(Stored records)
□ □ □ □ □

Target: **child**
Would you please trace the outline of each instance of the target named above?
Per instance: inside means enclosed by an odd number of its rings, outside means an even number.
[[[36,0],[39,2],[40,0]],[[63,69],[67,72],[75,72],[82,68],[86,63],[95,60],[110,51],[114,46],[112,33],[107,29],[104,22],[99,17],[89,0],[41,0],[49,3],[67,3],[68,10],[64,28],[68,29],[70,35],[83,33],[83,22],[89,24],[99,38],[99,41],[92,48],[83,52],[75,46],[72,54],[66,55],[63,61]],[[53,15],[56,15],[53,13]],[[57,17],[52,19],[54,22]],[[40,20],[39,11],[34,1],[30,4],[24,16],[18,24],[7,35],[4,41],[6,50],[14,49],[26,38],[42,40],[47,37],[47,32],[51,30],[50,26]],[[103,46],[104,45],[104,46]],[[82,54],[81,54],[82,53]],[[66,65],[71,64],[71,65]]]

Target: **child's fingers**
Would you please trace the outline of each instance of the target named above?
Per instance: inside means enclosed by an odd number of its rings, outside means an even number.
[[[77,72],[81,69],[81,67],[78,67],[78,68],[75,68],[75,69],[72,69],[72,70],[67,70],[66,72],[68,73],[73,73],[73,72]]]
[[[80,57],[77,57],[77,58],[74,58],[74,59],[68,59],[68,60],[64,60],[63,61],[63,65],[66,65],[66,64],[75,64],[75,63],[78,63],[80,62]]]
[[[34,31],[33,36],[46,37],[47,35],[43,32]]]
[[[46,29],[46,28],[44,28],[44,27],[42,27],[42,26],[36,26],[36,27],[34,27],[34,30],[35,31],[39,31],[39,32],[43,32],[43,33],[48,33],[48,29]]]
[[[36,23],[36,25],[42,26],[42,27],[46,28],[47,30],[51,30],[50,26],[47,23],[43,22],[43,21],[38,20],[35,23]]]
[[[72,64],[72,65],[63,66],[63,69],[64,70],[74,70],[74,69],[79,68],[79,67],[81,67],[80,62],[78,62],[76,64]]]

□ □ □ □ □

### TASK BRIEF
Copy out every line of the items above without changing anything.

### EXERCISE SOLUTION
Target: **child**
Would you please trace the outline of each instance of the target named above?
Per instance: inside means enclosed by an odd number of its rings, outside means an even number.
[[[36,0],[39,2],[40,0]],[[63,69],[67,72],[75,72],[82,68],[86,63],[95,60],[110,51],[114,46],[112,33],[107,29],[104,22],[99,17],[89,0],[41,0],[49,3],[67,3],[68,10],[64,28],[68,29],[70,35],[83,33],[83,22],[89,24],[99,38],[99,41],[92,48],[83,52],[75,46],[72,54],[66,55],[63,61]],[[53,15],[56,15],[53,13]],[[57,17],[52,19],[54,22]],[[40,20],[39,11],[34,1],[30,4],[24,16],[18,24],[7,35],[4,41],[6,50],[14,49],[26,38],[42,40],[47,37],[47,32],[51,30],[50,26]],[[103,46],[104,45],[104,46]],[[82,54],[81,54],[82,53]],[[66,65],[71,64],[71,65]]]

Target: **child's fingers**
Would you please trace the outline of each instance of the target named above?
Per instance: inside means enclosed by an odd number of its rings, outside means an even number.
[[[77,72],[81,69],[81,67],[78,67],[78,68],[75,68],[75,69],[72,69],[72,70],[67,70],[66,72],[68,73],[73,73],[73,72]]]
[[[80,57],[77,57],[77,58],[74,58],[74,59],[68,59],[68,60],[64,60],[63,61],[63,65],[66,65],[66,64],[75,64],[75,63],[78,63],[80,62]]]
[[[34,31],[33,36],[46,37],[47,35],[43,32]]]
[[[46,29],[46,28],[44,28],[44,27],[42,27],[42,26],[36,26],[36,27],[34,27],[34,30],[35,31],[39,31],[39,32],[43,32],[43,33],[48,33],[48,29]]]
[[[36,23],[36,25],[42,26],[42,27],[46,28],[47,30],[51,30],[50,26],[47,23],[43,22],[43,21],[38,20],[35,23]]]
[[[72,64],[72,65],[63,66],[63,69],[64,70],[74,70],[74,69],[79,68],[79,67],[81,67],[80,62],[78,62],[76,64]]]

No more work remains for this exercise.